■ EXERCISE INSTRUCTIONS
Reproduce every entry exactly, without alteration.

☆ ☆ ☆ ☆

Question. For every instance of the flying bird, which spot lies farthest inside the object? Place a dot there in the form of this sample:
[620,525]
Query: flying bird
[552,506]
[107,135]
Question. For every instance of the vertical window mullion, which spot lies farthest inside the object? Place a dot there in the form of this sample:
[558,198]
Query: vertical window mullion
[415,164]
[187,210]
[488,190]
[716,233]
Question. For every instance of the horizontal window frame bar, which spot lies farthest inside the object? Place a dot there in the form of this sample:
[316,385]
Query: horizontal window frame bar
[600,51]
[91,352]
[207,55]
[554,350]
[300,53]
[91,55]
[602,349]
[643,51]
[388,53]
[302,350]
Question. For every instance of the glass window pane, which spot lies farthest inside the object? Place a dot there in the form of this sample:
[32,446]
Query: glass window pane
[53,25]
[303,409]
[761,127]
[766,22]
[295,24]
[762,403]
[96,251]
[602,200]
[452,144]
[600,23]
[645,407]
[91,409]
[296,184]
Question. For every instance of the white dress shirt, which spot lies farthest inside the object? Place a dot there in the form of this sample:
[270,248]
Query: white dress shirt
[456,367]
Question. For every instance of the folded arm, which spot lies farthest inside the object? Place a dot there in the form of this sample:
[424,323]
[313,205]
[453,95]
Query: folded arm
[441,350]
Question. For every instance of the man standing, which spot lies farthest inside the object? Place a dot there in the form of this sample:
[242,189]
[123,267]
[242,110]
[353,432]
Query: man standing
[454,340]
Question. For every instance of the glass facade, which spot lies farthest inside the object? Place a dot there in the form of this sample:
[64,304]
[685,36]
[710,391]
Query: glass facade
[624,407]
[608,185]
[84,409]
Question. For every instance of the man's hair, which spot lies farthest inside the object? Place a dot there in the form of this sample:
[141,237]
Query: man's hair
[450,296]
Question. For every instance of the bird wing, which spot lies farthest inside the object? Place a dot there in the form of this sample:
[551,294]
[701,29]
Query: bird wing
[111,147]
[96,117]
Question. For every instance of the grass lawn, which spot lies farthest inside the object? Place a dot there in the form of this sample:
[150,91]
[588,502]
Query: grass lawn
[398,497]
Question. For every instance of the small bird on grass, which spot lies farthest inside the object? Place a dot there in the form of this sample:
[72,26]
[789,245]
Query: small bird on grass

☆ ☆ ☆ ☆

■ RIGHT ANSWER
Question. For every instance of the flying bird, which spot lies farthest inside the object? Place a dot there in the form of this sample:
[620,525]
Query: flying bird
[552,506]
[107,135]
Question. For every instance of the vertical window mullion, which spot lies farthest inside the object? Place a dot there in the form of this sample:
[558,198]
Query: vertical window mullion
[415,164]
[187,210]
[488,190]
[716,233]
Question. For every instance of the horizontal window frame bar, which spot lies farthest inside the object? Place a dot there in the form of this sample:
[316,385]
Query: horizontal window frame bar
[600,51]
[91,352]
[207,55]
[554,350]
[300,53]
[91,55]
[602,349]
[643,51]
[388,53]
[302,350]
Question. For every instance of the glass window pane, which spot lies farthest inside the object? Place a dot there in the form of this sample:
[32,446]
Query: glass window pane
[53,25]
[303,409]
[761,127]
[766,22]
[295,24]
[762,403]
[96,251]
[602,200]
[452,144]
[600,23]
[645,407]
[91,409]
[296,184]
Question. For every instance of the white dress shirt, which spot lies farthest inside the object? Place a dot there in the form of this sample:
[270,248]
Query: white dress shirt
[456,367]
Question. For every instance of the folded arm, which spot lies farthest inside the object? Place a dot there in the form of this sample:
[424,323]
[313,205]
[453,95]
Query: folded arm
[441,350]
Question. For every instance of the man standing, which spot lies farthest inside the object? Place a dot there in the form of this sample:
[242,189]
[123,267]
[242,110]
[353,432]
Query: man standing
[454,340]
Question. For every instance of the glass facade, which spot lies farthest inside the object? Place a dot there in the form of this sample:
[64,304]
[685,36]
[710,391]
Query: glass facade
[624,407]
[608,185]
[84,409]
Question. For every instance of the man's hair, which spot lies farthest inside the object? Place a dot there in the form of this sample:
[141,237]
Query: man's hair
[450,296]
Question. For every instance of the bird wing, which spot lies farthest inside the object? Place a dot there in the form of this sample:
[551,294]
[701,29]
Query: bird wing
[111,147]
[96,117]
Question. For every instance of the grass lawn, which spot lies farthest inside the object? Place a dot there in the form of this sample:
[150,91]
[588,502]
Query: grass lawn
[398,497]
Question. For every instance of the small bird on grass, which spot lies farthest inside the object? Place a dot there in the form of this sample:
[72,26]
[789,245]
Query: small bird on grass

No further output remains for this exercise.